◆ **Written exercise**: Reproduce the listing below word for word, from its first line through the line that contains "1397 451 L 1555", with both of those lines included.

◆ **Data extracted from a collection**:

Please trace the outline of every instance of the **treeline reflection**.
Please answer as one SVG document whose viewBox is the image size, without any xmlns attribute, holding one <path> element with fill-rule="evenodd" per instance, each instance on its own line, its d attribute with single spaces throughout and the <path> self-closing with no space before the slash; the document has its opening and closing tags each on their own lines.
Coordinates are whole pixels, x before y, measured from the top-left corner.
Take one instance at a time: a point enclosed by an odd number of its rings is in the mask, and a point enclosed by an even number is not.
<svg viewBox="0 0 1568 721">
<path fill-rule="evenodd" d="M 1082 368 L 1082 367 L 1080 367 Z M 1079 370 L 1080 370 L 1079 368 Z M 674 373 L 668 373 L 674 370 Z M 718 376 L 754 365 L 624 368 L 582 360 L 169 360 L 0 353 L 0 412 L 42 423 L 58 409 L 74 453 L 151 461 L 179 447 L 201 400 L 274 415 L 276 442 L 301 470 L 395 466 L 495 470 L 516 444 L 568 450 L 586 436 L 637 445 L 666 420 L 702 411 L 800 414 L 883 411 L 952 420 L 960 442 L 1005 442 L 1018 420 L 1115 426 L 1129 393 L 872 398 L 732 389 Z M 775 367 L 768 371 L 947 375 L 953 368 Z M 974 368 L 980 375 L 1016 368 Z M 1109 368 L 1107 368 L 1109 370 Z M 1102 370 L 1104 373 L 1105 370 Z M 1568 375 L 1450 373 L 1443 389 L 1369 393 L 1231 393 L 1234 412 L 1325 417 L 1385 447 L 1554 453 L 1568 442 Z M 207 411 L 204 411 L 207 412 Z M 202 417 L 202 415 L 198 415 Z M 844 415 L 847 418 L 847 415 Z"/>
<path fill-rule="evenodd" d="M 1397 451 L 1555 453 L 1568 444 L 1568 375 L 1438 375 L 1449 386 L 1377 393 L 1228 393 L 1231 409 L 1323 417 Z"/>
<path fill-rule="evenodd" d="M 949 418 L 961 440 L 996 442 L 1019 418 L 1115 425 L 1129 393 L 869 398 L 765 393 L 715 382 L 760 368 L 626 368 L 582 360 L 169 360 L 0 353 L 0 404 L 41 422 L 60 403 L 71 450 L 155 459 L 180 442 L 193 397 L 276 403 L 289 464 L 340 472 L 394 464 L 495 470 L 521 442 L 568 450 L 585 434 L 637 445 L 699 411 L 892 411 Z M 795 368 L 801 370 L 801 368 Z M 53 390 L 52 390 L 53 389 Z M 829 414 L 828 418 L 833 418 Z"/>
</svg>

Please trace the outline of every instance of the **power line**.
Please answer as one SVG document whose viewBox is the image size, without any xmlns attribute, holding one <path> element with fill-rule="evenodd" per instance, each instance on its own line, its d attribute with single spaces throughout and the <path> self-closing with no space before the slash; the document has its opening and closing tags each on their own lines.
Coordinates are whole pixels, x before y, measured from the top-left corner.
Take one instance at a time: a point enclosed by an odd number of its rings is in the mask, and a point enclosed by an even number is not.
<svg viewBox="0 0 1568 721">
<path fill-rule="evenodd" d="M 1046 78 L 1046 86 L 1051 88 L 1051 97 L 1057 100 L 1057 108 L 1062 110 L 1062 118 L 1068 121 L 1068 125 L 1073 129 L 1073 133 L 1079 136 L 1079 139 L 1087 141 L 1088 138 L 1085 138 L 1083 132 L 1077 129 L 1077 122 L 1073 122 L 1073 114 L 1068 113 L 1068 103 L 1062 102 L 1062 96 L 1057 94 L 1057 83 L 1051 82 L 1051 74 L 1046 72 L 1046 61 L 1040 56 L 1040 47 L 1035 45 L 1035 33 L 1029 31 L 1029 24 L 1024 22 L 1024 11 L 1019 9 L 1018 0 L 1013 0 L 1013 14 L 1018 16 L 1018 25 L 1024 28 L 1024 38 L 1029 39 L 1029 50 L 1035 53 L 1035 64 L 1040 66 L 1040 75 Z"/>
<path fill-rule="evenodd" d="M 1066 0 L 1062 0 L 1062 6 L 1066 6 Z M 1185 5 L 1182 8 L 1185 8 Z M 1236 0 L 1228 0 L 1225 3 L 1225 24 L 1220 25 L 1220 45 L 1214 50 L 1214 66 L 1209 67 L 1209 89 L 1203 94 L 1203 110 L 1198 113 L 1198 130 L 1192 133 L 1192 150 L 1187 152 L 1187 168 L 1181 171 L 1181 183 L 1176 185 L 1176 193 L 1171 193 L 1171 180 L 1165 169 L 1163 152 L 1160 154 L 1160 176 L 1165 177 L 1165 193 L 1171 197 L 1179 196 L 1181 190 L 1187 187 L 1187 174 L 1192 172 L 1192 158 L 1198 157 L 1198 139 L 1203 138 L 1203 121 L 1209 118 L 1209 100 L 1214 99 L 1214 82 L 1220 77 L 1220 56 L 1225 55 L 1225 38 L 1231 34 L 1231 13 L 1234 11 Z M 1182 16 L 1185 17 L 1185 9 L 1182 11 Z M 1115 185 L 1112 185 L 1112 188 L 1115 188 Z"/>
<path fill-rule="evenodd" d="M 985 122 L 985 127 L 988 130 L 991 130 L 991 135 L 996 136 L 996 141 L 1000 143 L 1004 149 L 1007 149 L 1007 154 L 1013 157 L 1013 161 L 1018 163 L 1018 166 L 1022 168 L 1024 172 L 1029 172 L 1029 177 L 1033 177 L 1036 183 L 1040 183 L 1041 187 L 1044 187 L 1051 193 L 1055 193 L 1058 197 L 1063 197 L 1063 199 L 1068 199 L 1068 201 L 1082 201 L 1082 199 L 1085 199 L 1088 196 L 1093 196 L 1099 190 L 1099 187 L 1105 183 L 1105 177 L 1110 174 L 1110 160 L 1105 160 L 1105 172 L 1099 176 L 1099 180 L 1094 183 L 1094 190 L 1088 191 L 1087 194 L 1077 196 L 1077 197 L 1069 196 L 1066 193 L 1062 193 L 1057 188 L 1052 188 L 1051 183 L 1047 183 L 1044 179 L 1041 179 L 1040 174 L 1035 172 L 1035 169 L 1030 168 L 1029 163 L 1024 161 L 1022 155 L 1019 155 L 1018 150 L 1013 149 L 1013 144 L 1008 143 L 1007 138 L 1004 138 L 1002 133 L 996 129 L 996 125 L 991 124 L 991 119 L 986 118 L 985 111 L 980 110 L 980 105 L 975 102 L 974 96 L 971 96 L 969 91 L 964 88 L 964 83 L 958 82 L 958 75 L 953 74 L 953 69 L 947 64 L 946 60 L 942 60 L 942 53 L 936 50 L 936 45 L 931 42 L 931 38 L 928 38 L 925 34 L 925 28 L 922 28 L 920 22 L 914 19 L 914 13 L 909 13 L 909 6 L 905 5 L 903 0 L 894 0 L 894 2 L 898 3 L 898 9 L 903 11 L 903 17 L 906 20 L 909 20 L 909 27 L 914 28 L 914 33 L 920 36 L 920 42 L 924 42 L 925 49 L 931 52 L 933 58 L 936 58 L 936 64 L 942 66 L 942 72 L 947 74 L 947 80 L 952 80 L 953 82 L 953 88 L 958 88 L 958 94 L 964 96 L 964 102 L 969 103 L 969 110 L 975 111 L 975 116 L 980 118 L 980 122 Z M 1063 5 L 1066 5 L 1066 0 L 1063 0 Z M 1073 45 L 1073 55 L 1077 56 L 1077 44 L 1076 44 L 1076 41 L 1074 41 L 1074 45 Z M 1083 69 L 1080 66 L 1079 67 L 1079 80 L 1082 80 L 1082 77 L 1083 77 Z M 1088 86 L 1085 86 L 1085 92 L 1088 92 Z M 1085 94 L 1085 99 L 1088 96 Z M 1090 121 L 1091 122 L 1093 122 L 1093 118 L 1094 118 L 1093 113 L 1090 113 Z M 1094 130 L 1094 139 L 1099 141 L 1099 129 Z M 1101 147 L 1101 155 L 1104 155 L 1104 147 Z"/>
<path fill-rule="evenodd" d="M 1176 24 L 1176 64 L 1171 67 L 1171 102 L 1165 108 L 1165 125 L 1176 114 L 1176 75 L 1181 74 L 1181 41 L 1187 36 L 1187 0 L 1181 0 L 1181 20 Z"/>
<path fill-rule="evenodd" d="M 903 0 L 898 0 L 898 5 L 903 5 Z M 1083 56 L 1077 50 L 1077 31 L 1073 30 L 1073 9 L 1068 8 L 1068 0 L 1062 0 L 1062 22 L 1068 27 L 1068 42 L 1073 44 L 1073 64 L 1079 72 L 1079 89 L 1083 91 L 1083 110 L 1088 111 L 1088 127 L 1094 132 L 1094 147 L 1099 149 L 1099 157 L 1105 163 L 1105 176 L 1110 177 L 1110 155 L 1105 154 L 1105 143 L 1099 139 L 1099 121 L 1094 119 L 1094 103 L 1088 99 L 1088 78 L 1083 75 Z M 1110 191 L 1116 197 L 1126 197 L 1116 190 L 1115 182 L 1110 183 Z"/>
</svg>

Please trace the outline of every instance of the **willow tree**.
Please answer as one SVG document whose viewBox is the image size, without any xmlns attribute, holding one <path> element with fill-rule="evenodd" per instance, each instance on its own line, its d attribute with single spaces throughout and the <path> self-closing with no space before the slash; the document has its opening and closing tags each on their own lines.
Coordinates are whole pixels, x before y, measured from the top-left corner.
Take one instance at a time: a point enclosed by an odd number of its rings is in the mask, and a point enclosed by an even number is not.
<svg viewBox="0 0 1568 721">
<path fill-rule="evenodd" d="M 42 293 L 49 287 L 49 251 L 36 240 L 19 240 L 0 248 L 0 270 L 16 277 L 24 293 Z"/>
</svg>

◆ **Task solution**:
Please trace the outline of every instance of the **treeline reflection**.
Please answer as one SVG document whose viewBox is the image size, without any xmlns attribute, holding one <path> element with fill-rule="evenodd" per instance, each instance on its own line, its d attribute with single spaces throughout and the <path> self-closing with no space before the slash; the document has its opening and closing tags each on their own lines.
Coordinates are whole pixels, x before y, measured from the top-left corner.
Take one instance at a time: a point enclosed by an odd number of its rings is in the mask, and a point enclosed by an even number is not.
<svg viewBox="0 0 1568 721">
<path fill-rule="evenodd" d="M 1082 368 L 1082 367 L 1080 367 Z M 1079 370 L 1080 370 L 1079 368 Z M 674 373 L 668 373 L 674 370 Z M 718 376 L 754 365 L 624 368 L 582 360 L 169 360 L 0 353 L 0 412 L 42 423 L 58 409 L 74 453 L 151 461 L 179 447 L 201 400 L 274 415 L 276 442 L 301 470 L 395 466 L 495 470 L 516 444 L 568 450 L 586 436 L 637 445 L 666 420 L 702 411 L 800 414 L 883 411 L 952 420 L 960 442 L 1005 442 L 1018 420 L 1115 426 L 1129 393 L 872 398 L 732 389 Z M 775 367 L 768 371 L 947 375 L 953 368 Z M 974 368 L 980 375 L 1016 368 Z M 1109 368 L 1107 368 L 1109 370 Z M 1102 370 L 1104 373 L 1105 370 Z M 1568 375 L 1450 373 L 1443 389 L 1369 393 L 1231 393 L 1234 412 L 1325 417 L 1385 447 L 1554 453 L 1568 442 Z M 207 411 L 204 411 L 207 412 Z M 202 417 L 202 415 L 198 415 Z M 844 415 L 847 418 L 847 415 Z"/>
<path fill-rule="evenodd" d="M 1397 451 L 1555 453 L 1568 444 L 1568 375 L 1438 375 L 1449 386 L 1377 393 L 1228 393 L 1231 409 L 1323 417 Z"/>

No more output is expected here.